7

This code looks obviously incorrect and yet it happily compiles and runs on my machine. Can someone explain how this works? For example, what makes the ")" after the class name valid? What about the random words strewn around?

class M‮{public static void main(String[]a‭){System.out.print(new char[]{'H','e','l','l','o',' ','W','o','r','l','d','!'});}}

Test online: https://ideone.com/t1W5Vm
Source: https://codegolf.stackexchange.com/a/60561

peterh
  • 11,875
  • 18
  • 85
  • 108
WoodenKitty
  • 6,521
  • 8
  • 53
  • 73
  • Have ypu tried opening it in a hex editor? There may be some "reverse" characters in there, wich makes letter look mirrored. – Bálint Apr 24 '16 at 14:33
  • Yes, there are zero-width Unicode characters that make this *appear* malformed. If you try to indent it properly you'll notice the text flow in confusing ways. – dimo414 Apr 24 '16 at 14:34
  • Peter Lawrey explained it on his blog if I remember correctly. Let me search for it. – Pshemo Apr 24 '16 at 14:35
  • 2
    From the source, there is a comment which states "There is a unicode "[RIGHT-TO-LEFT OVERRIDE](http://www.fileformat.info/info/unicode/char/202e/index.htm)" character just after the M, and the opposite (left to right) just before the a[]" – Jorel Ali Apr 24 '16 at 14:39
  • There it is: http://vanillajava.blogspot.com/2012/09/hidden-code.html also mentioned http://stackoverflow.com/questions/12857340/naming-restrictions-of-variables-in-java/12857471#12857471 – Pshemo Apr 24 '16 at 14:52

3 Answers3

9

One way to decipher what is going on is to look at the program character-by-character (demo).

There you may discover that characters in positions 7 and 42 are special UNICODE characters RLO (right-to-left order) and LRO (left-to-right order) characters.

Once you remove them, the program starts to look normal:

class M{public static void main(String[]a){System.out.print(new char[]{'H','e','l','l','o',' ','W','o','r','l','d','!'});}}

The trick to why the obfuscated program compiles is that Java compiler ignores these special characters as a format character.

Sergey Kalinichenko
  • 714,442
  • 84
  • 1,110
  • 1,523
1

This is valid java code, but it uses the arabic "align right" invisible zero-width ubicode characters. Try to place your cursor in the text and press the right arrow. There's ine between "M" and ")", and one "char[]" and "a[]".

I tried to format the code, but it's just frustrating to navigate in it.

Bálint
  • 4,009
  • 2
  • 16
  • 27
1

You will find two unicode sequences in your source

0xE2 0x80 0xAE http://www.fileformat.info/info/unicode/char/202e/index.htm

0xE2 0x80 0xAD http://www.fileformat.info/info/unicode/char/202d/index.htm

effectively writing the part: {public static void main(String[]a right to left

revau.lt
  • 2,674
  • 2
  • 20
  • 31

Stored records:
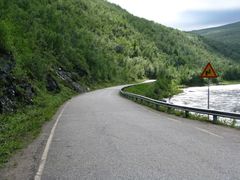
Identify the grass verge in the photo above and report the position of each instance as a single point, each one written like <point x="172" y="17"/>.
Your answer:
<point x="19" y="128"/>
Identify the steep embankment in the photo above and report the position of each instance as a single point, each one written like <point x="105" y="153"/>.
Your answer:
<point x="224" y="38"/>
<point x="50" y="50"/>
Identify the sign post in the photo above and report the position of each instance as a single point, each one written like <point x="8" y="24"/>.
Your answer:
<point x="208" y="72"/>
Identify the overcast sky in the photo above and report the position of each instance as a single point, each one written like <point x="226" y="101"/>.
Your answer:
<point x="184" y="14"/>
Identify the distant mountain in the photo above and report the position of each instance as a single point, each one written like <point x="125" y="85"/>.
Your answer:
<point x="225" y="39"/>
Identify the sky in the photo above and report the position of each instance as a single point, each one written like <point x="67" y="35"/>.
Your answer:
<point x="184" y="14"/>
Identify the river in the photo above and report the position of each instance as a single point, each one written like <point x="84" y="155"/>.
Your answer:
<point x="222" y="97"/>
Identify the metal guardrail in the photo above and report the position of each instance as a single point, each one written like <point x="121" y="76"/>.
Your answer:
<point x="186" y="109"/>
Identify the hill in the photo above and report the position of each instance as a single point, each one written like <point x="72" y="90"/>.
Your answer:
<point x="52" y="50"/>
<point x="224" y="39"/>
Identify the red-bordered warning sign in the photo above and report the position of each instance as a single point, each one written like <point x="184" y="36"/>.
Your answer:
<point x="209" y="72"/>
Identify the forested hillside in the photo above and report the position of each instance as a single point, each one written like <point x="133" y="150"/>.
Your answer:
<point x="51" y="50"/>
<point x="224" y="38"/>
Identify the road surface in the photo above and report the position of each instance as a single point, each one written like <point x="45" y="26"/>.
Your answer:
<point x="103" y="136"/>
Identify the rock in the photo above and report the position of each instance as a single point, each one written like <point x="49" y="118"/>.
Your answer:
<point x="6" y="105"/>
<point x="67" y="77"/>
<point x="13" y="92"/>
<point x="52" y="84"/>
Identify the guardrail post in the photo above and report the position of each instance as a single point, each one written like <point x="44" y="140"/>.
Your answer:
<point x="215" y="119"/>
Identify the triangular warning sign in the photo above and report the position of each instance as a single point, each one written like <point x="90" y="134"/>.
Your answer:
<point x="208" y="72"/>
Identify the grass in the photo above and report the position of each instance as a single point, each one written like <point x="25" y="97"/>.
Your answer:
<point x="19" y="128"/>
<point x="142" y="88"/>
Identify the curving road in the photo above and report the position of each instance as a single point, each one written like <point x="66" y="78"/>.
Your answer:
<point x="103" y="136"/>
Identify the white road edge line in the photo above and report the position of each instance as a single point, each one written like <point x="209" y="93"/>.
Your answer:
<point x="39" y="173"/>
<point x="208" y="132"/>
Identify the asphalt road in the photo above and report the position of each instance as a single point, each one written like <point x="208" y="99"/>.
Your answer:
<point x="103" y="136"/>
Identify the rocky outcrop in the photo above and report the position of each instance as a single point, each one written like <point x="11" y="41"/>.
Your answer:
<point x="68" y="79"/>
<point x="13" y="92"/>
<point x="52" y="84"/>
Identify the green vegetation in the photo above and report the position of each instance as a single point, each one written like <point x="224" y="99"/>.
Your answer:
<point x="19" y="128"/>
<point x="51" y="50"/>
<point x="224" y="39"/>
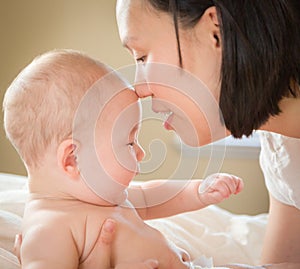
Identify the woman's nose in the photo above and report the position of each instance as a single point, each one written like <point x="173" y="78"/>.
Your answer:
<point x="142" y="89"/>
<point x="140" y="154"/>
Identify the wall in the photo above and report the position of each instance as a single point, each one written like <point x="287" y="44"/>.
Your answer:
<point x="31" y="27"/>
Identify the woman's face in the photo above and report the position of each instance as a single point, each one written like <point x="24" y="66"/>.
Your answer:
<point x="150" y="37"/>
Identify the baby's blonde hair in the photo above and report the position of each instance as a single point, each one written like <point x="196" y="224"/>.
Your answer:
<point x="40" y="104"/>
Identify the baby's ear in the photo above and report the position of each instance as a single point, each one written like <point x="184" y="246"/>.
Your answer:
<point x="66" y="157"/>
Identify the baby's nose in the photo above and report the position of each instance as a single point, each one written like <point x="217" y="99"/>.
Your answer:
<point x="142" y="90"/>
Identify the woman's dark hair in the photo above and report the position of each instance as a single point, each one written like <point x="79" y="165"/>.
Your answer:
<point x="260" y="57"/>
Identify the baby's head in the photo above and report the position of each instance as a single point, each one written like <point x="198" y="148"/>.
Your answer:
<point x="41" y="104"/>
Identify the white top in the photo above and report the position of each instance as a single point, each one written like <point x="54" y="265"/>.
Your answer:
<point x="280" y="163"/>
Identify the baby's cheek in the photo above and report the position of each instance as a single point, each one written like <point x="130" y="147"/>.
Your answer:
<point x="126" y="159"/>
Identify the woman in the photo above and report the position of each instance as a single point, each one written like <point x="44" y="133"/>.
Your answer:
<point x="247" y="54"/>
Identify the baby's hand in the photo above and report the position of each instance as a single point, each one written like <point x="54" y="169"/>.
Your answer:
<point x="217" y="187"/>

---

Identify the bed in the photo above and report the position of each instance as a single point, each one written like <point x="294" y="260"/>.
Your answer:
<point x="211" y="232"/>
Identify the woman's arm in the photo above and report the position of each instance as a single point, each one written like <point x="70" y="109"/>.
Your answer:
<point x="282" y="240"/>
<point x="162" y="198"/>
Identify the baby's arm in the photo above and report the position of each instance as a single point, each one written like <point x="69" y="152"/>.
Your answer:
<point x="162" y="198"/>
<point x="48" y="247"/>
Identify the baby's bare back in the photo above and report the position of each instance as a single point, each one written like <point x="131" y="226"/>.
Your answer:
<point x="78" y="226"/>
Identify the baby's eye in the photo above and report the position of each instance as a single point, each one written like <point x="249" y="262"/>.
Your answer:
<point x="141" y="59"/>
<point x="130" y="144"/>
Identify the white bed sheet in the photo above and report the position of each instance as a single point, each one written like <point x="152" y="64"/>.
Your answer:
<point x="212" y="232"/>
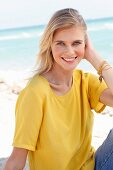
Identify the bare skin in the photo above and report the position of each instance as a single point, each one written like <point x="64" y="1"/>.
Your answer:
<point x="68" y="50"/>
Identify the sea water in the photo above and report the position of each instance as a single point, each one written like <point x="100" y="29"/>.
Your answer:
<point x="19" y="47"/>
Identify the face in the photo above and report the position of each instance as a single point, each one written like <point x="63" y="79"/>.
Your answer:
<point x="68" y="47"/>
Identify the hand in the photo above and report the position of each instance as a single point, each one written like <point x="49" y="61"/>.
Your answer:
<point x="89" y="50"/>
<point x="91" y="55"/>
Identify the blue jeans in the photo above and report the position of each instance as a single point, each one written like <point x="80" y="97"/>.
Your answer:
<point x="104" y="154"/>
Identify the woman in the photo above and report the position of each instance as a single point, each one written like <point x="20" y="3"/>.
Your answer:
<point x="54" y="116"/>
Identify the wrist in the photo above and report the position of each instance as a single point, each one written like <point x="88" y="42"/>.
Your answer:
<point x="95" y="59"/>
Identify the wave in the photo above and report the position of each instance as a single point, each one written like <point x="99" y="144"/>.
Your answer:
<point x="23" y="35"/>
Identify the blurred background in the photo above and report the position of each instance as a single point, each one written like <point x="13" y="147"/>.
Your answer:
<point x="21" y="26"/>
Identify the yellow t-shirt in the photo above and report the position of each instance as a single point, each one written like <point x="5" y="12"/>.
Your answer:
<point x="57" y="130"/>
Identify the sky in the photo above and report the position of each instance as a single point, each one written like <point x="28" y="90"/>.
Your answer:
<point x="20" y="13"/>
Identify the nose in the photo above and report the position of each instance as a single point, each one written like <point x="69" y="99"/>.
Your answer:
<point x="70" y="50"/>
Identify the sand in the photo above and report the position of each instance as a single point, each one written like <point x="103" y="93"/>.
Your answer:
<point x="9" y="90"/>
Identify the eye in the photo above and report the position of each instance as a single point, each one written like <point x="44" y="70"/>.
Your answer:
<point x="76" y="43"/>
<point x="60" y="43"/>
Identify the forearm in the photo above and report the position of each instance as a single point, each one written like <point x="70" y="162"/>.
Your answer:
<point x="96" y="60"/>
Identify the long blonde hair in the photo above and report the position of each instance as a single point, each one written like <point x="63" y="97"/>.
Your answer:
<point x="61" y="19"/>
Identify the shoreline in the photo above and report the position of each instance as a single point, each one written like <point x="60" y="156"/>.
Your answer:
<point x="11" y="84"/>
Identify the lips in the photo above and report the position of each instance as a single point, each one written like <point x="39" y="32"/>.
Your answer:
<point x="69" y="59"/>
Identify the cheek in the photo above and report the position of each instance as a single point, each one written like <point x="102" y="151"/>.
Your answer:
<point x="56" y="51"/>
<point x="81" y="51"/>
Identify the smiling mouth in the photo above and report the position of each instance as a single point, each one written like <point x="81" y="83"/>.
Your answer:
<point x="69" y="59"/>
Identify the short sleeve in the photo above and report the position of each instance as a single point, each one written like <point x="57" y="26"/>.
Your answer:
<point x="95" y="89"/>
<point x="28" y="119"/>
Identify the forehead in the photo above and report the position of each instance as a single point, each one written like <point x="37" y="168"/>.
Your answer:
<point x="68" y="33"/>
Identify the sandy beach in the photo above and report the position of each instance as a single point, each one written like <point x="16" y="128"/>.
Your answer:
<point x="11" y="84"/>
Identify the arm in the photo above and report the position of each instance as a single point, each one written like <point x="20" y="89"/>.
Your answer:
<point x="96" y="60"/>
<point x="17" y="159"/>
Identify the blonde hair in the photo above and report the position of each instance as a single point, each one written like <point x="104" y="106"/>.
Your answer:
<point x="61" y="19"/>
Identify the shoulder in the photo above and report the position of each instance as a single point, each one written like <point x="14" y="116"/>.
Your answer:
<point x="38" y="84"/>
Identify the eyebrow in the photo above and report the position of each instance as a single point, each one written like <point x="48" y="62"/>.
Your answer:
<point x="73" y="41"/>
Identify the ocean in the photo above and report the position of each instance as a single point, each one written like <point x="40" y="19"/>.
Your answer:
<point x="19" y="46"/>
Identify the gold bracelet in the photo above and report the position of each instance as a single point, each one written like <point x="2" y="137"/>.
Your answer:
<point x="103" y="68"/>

Exercise directions: Rewrite the Java Unicode thread from "One way to decipher" up to and including "a format character.", putting "application" wherever "program" appears. These rows have nothing to do with the Java Unicode thread.

Answer to this exercise:
One way to decipher what is going on is to look at the application character-by-character (demo).

There you may discover that characters in positions 7 and 42 are special UNICODE characters RLO (right-to-left order) and LRO (left-to-right order) characters.

Once you remove them, the application starts to look normal:

class M{public static void main(String[]a){System.out.print(new char[]{'H','e','l','l','o',' ','W','o','r','l','d','!'});}}

The trick to why the obfuscated application compiles is that Java compiler ignores these special characters as a format character.